■ WORK TO COMPLETE
Copy the data below line for line, with no changes, from start to finish. Leave out the pictures.

■ SUPPLIED RECORDS
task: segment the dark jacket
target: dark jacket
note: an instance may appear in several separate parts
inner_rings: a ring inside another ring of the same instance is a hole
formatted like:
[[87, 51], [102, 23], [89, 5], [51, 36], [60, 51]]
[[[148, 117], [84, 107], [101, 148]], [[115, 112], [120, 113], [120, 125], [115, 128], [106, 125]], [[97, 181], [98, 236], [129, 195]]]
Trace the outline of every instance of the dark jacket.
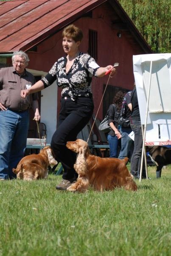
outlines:
[[[118, 127], [118, 122], [121, 116], [121, 111], [117, 108], [115, 104], [111, 104], [107, 111], [108, 123], [113, 122], [116, 128]], [[109, 133], [111, 136], [115, 136], [115, 133], [113, 130]]]

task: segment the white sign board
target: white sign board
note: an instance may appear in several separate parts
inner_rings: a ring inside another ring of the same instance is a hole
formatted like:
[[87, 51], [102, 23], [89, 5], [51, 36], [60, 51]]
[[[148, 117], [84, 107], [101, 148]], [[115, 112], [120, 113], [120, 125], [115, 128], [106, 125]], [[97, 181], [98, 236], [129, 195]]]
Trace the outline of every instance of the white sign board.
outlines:
[[171, 145], [171, 53], [133, 56], [142, 124], [147, 120], [145, 145]]

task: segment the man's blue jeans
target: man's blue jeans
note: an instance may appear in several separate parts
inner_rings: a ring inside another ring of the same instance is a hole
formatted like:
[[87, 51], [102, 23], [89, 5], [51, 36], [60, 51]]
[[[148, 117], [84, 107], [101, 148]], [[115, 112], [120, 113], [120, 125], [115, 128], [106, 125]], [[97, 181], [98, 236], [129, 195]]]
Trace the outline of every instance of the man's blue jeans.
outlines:
[[118, 140], [116, 136], [107, 135], [107, 140], [109, 142], [110, 149], [110, 157], [117, 157]]
[[128, 136], [132, 131], [131, 128], [121, 127], [120, 129], [122, 137], [121, 151], [118, 158], [120, 159], [123, 159], [125, 157], [129, 158], [132, 155], [131, 151], [134, 142]]
[[[131, 161], [131, 173], [139, 178], [143, 148], [143, 135], [140, 121], [132, 120], [131, 128], [134, 132], [134, 148]], [[142, 178], [146, 177], [144, 161], [143, 161]]]
[[0, 111], [0, 179], [12, 179], [27, 143], [29, 112]]

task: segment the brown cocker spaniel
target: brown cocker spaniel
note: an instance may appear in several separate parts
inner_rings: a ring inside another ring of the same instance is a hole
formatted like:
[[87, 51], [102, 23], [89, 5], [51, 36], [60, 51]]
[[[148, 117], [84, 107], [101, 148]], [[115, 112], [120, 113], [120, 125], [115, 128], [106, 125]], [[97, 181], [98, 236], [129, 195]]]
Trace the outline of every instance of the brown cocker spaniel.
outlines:
[[16, 169], [13, 168], [12, 171], [20, 180], [45, 179], [48, 175], [48, 166], [58, 163], [52, 154], [50, 147], [45, 147], [37, 154], [32, 154], [23, 157]]
[[128, 158], [123, 160], [101, 158], [91, 154], [88, 143], [81, 139], [69, 141], [67, 147], [78, 153], [74, 167], [78, 174], [75, 183], [67, 188], [69, 191], [86, 191], [89, 185], [98, 191], [111, 190], [123, 187], [127, 190], [137, 190], [133, 176], [126, 164]]

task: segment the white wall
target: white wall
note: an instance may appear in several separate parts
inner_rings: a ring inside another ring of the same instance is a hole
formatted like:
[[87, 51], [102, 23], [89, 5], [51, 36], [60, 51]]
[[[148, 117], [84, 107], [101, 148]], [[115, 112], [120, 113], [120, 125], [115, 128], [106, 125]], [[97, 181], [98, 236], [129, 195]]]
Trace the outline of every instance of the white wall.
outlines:
[[[47, 73], [27, 69], [34, 76], [43, 77]], [[55, 81], [51, 85], [41, 91], [40, 122], [46, 125], [47, 143], [50, 143], [57, 124], [57, 86]]]

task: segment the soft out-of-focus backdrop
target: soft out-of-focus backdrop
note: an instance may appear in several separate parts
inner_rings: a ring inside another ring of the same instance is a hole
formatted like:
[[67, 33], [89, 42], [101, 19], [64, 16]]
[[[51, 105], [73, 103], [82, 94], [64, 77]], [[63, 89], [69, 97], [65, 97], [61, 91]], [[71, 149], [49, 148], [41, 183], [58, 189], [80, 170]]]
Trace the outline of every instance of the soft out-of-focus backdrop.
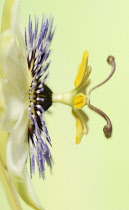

■ ANSWER TO THE PROBLEM
task: segment the dark jacket
target: dark jacket
note: an instance may appear in several separate parts
inner_rings: a ring inside another ring of the same instance is a hole
formatted like:
[[87, 51], [102, 23], [89, 5], [51, 36], [60, 51]]
[[[148, 117], [84, 107], [101, 148]], [[115, 112], [120, 113], [120, 125], [115, 128], [106, 125]], [[97, 181], [98, 236], [129, 195]]]
Trace the outline of every instance of the dark jacket.
outlines:
[[[118, 127], [118, 122], [121, 116], [121, 111], [117, 108], [115, 104], [111, 104], [107, 111], [108, 123], [113, 122], [116, 128]], [[109, 133], [111, 136], [115, 136], [115, 133], [113, 130]]]

task: segment the white sign board
target: white sign board
note: an instance may appear in several separate parts
inner_rings: a ring inside another ring of the same instance is a hole
formatted like:
[[87, 51], [102, 23], [89, 5], [51, 36], [60, 51]]
[[[148, 117], [84, 107], [101, 148]], [[115, 112], [120, 113], [120, 125], [115, 128], [106, 125]], [[97, 181], [98, 236], [129, 195]]]
Trace the outline of every instance of the white sign board.
outlines:
[[171, 145], [171, 53], [133, 56], [142, 124], [147, 120], [145, 145]]

task: segment the man's blue jeans
target: man's blue jeans
note: an instance may appear in several separate parts
inner_rings: a ring inside another ring of the same instance is a hole
formatted like:
[[87, 51], [102, 23], [89, 5], [51, 36], [60, 51]]
[[[148, 117], [84, 107], [101, 148]], [[115, 112], [120, 113], [120, 125], [115, 128], [106, 125]], [[97, 181], [98, 236], [129, 195]]]
Trace the outline of every instance of the man's blue jeans.
outlines:
[[118, 140], [116, 136], [107, 135], [107, 140], [109, 142], [110, 149], [110, 157], [117, 157]]
[[128, 136], [132, 131], [131, 128], [121, 127], [120, 129], [122, 137], [121, 151], [118, 158], [120, 159], [123, 159], [125, 157], [129, 158], [132, 155], [131, 151], [134, 142]]
[[[131, 161], [131, 173], [139, 178], [143, 148], [143, 135], [140, 121], [132, 120], [131, 128], [134, 132], [134, 148]], [[142, 178], [146, 177], [144, 161], [143, 161]]]
[[0, 111], [0, 179], [12, 179], [27, 143], [29, 112]]

task: segment the brown cocker spaniel
target: brown cocker spaniel
note: an instance may appear in several separate parts
inner_rings: a ring inside another ring of the same instance is a hole
formatted like:
[[87, 51], [102, 23], [89, 5], [51, 36], [60, 51]]
[[[148, 117], [84, 107], [101, 148]], [[115, 112], [120, 113], [120, 125], [115, 128], [106, 125]], [[97, 181], [98, 236], [129, 195]]]
Trace the outline of every instance of the brown cocker spaniel.
outlines:
[[16, 169], [13, 168], [12, 171], [20, 180], [45, 179], [48, 175], [48, 166], [58, 163], [52, 154], [50, 147], [45, 147], [37, 154], [32, 154], [23, 157]]
[[128, 158], [123, 160], [101, 158], [91, 154], [88, 143], [81, 139], [69, 141], [67, 147], [78, 153], [74, 167], [78, 174], [75, 183], [67, 188], [69, 191], [86, 191], [89, 185], [98, 191], [111, 190], [123, 187], [127, 190], [137, 190], [133, 176], [126, 164]]

task: segment the white wall
target: white wall
note: an instance may appear in several separate parts
inner_rings: a ring inside another ring of the same instance is a hole
formatted like:
[[87, 51], [102, 23], [89, 5], [51, 36], [60, 51]]
[[[148, 117], [84, 107], [101, 148]], [[115, 112], [120, 113], [120, 125], [115, 128], [106, 125]], [[97, 181], [98, 236], [129, 195]]]
Trace the outline of every instance of the white wall.
outlines:
[[[47, 73], [27, 69], [34, 76], [43, 77]], [[55, 81], [51, 85], [41, 91], [40, 122], [46, 125], [47, 143], [50, 143], [57, 124], [57, 86]]]

task: segment the soft out-of-focus backdrop
target: soft out-of-focus backdrop
note: an instance may appear in several separate parts
inner_rings: a ring inside another ring of the same instance is a hole
formatted like:
[[67, 33], [89, 42], [101, 19], [64, 16]]
[[[51, 105], [73, 103], [82, 94], [64, 77]], [[63, 89], [69, 97], [65, 97], [61, 91]], [[71, 149], [49, 148], [41, 183], [58, 189], [80, 170]]]
Trace the outline of every instance of the soft out-of-focus backdrop.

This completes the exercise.